======== Excerpted data ========

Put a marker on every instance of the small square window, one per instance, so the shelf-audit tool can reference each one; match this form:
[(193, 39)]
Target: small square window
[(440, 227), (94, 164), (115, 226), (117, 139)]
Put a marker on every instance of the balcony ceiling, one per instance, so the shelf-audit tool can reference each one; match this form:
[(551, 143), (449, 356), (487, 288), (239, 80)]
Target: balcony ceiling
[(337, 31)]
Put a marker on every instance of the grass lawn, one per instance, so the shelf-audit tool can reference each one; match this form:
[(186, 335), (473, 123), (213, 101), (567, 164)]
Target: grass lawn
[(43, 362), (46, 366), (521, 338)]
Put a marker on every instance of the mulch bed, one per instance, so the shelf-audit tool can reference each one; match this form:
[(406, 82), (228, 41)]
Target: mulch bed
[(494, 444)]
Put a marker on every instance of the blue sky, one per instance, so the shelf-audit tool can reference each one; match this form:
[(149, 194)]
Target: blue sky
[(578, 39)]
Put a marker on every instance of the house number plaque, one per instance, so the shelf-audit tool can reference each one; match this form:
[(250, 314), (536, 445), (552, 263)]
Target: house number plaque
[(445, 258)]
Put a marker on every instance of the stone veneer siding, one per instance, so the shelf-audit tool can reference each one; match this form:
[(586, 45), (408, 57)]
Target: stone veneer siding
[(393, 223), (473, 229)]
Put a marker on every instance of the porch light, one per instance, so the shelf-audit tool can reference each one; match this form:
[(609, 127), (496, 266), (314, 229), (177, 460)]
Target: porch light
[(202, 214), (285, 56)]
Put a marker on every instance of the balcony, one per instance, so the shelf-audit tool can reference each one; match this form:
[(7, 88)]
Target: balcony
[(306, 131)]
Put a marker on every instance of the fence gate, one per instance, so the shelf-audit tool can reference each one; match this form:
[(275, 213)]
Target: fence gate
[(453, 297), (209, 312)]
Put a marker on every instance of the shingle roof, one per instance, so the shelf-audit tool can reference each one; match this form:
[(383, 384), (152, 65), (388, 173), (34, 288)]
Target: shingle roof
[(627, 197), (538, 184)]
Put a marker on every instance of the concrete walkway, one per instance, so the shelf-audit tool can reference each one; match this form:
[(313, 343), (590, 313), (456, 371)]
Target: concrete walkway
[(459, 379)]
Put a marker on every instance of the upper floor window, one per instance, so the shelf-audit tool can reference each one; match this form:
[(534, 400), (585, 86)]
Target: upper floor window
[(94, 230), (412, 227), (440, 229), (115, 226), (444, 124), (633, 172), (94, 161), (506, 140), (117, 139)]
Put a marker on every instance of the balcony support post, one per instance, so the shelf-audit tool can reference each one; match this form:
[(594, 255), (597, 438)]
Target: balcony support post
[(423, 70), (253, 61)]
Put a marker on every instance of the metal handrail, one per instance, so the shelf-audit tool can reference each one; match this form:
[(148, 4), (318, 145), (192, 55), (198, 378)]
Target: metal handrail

========

Instructions to follow: Return an exact copy of only the lines from the one with "[(148, 4), (318, 145), (192, 55), (198, 378)]" through the end of the listing above, both included.

Solved exercise:
[(148, 4), (318, 145), (192, 55), (198, 378)]
Target: metal handrail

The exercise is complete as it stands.